[PROVIDED DATA]
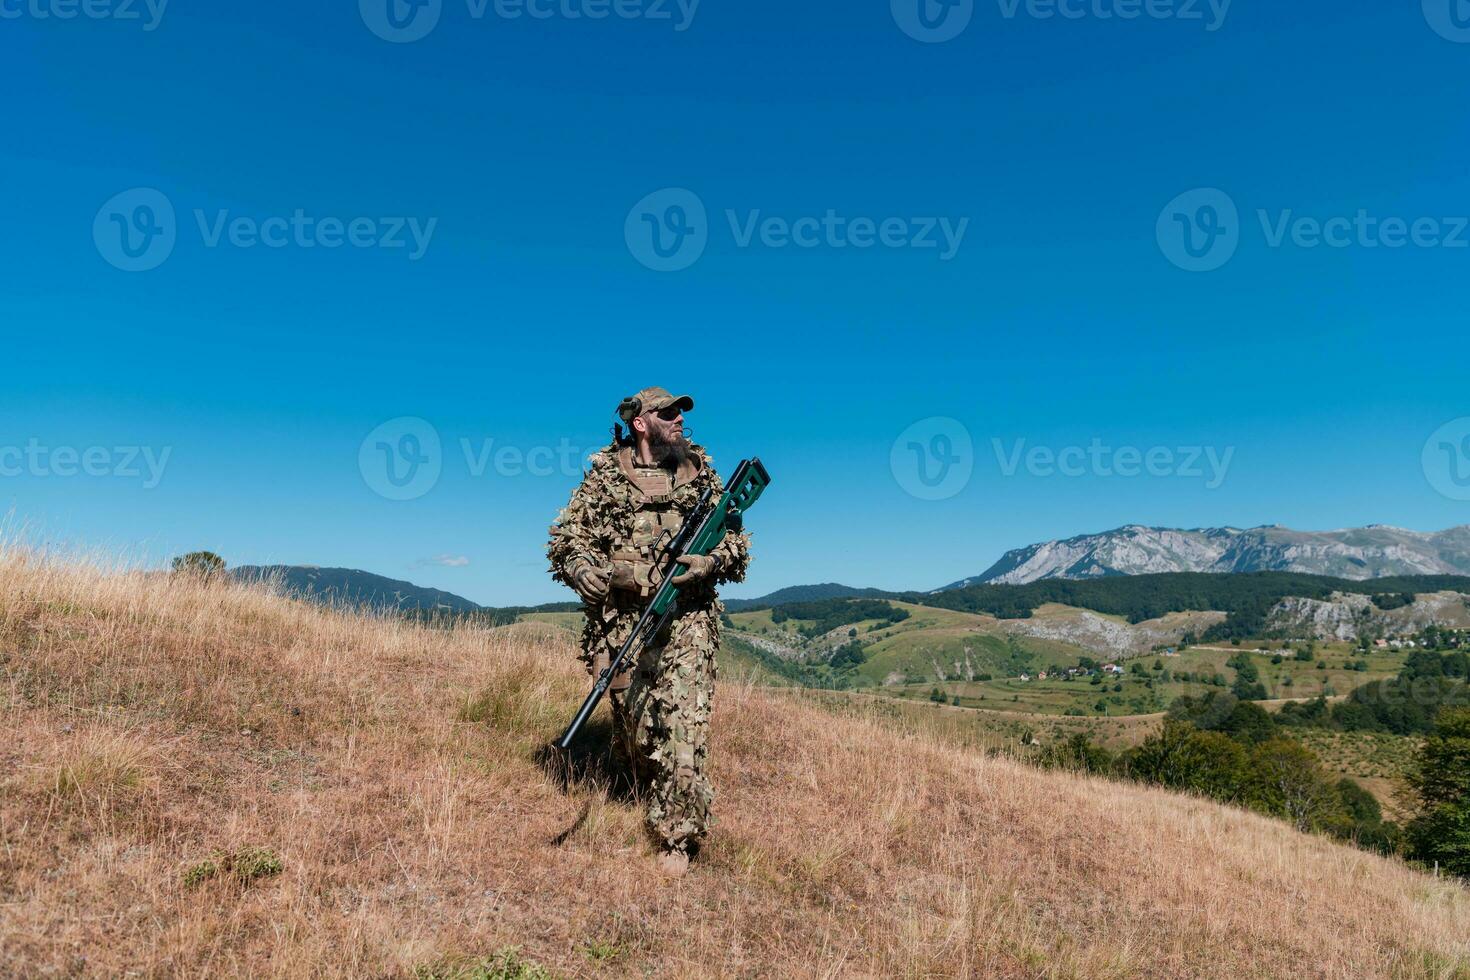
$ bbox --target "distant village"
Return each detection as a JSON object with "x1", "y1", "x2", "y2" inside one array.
[
  {"x1": 1016, "y1": 648, "x2": 1181, "y2": 684},
  {"x1": 1007, "y1": 626, "x2": 1469, "y2": 684}
]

[EXERCISE AIM] Reproduce the data exactly as it appears above. Pictures are to be left out.

[ANSWER TO THIS PROBLEM]
$ bbox --target "distant village"
Return each detection as a JSON object with "x1", "y1", "x2", "y2" inside one array.
[
  {"x1": 1016, "y1": 648, "x2": 1181, "y2": 684},
  {"x1": 1007, "y1": 626, "x2": 1469, "y2": 684}
]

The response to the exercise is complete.